## Selected excerpt
---

Measuring length of intervention effect I ran a study in which participants were randomized to either a control or an intervention, with outcomes in the form of time-to-event data. While overall time-to-event is shorter in the intervention group than in the control group (log-rank test $p < 0.05$), I am interested in detecting if there was a certain time after the start of the study beyond which the intervention had no effect. More formally, I'm interested in detecting the minimum time $t$ beyond which the intervention's hazard function value was not significantly higher than the hazard function value for the control group.
One idea I had would be to re-compute the log-rank test p-value, ignoring all events that happened before some time $t$ in the intervention and control groups (left-censoring the time-to-event data). Repeating this process for a range of $t$ values, I could determine the minimum value $t$ beyond which there's no significant intervention effect.
I was wondering if there were more standard approaches to determining a time $t$ beyond which an intervention has no detectable effect on the time to event.
 A: Given that you seem to have a panel of individuals who you follow over time of which some are treated and others are not you could run a difference in difference analysis. You could run a regression like
$$y_{it} = \beta_1 (\text{treat}_{i}) + \beta_2 (\text{intervention}_t) + \beta_3 (\text{treat}_{i} \cdot \text{intervention}_t) + \epsilon_{it}$$
where $\text{treat}_{i}$ is a dummy for whether individual $i$ is in the treatment group, $\text{intervention}_t$ is a dummy for the post-treatment period, and the interaction between the two captures the treatment effect in $\beta_3$.
If you now want to estimate the fading out time, estimate instead
$$y_{it} = \sum^m_{\gamma = 0} \beta_{-\gamma}(\text{treatment}_{it}) + \eta_{it}$$
where $\text{treatment}_{it}$ is a dummy variable which equals one if individual $i$ is in the treatment group AND time $t$ is at or after the treatment date. This estimates the first equation but with $m$ lags of the treatment for which you can choose the number of periods you have from the start of the treatment to the end of the sample period.
Then $\beta_0$ is the treatment effect at the intervention date, $\beta_1$ is the effect of the intervention at the first period after the intervention date, and so on. The nice thing about this approach is that


*

*it is easily implemented in any statistical software (you just need to create the dummies and run a regression)

---

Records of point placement
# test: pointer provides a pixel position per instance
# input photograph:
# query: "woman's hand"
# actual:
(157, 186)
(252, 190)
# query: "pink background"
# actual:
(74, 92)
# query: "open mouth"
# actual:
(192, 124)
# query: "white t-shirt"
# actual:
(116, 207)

---

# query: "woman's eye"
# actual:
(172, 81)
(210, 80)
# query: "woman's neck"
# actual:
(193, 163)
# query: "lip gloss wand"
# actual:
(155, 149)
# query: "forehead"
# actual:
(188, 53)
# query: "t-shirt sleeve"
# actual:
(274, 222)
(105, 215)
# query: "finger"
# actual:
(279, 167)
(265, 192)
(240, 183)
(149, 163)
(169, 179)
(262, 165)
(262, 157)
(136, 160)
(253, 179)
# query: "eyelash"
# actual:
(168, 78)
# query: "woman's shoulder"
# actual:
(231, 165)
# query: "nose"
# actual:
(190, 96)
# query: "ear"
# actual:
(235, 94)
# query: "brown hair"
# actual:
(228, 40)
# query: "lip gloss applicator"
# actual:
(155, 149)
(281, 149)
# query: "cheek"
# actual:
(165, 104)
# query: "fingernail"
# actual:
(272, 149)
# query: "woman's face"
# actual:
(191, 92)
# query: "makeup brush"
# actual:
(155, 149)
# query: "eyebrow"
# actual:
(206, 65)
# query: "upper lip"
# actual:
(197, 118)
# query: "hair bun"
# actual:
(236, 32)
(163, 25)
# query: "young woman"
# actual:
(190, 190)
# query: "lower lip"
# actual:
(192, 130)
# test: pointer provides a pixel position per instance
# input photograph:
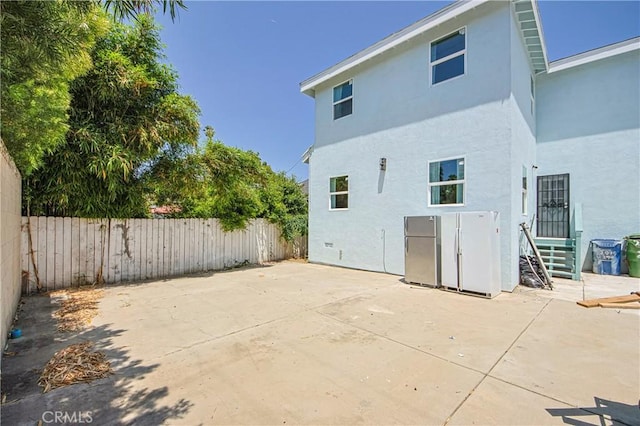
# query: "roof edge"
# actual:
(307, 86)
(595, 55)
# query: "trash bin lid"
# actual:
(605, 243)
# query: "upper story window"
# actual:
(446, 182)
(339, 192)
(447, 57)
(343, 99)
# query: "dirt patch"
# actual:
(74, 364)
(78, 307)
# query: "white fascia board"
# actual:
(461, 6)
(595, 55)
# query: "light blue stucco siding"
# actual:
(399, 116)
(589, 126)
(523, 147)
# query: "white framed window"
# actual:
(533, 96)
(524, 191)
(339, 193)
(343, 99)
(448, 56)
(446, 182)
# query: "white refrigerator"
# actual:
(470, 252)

---

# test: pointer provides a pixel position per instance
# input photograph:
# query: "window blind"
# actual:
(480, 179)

---

## Task instructions
1: In the text about measuring how long an intervention's effect lasts, condense the paragraph beginning "One idea I had would be" into a shorter version that keeps its main facts.
2: According to the text about measuring how long an intervention's effect lasts, which test gave p < 0.05 when comparing overall time-to-event between the intervention and control groups?
3: Reproduce the text about measuring how long an intervention's effect lasts from "If you now want" up to and including "run a regression)".
Rely solely on the text about measuring how long an intervention's effect lasts.

## Answers to the tasks
1: Recompute the log-rank test p-value while ignoring all events that occurred before some time t in both the intervention and control groups, which left-censors the time-to-event data. Repeat this for a range of t values to find the minimum t beyond which the intervention effect is no longer significant.

2: A log-rank test.

3:
If you now want to estimate the fading out time, estimate instead
$$y_{it} = \sum^m_{\gamma = 0} \beta_{-\gamma}(\text{treatment}_{it}) + \eta_{it}$$
where $\text{treatment}_{it}$ is a dummy variable which equals one if individual $i$ is in the treatment group AND time $t$ is at or after the treatment date. This estimates the first equation but with $m$ lags of the treatment for which you can choose the number of periods you have from the start of the treatment to the end of the sample period.
Then $\beta_0$ is the treatment effect at the intervention date, $\beta_1$ is the effect of the intervention at the first period after the intervention date, and so on. The nice thing about this approach is that


*

*it is easily implemented in any statistical software (you just need to create the dummies and run a regression)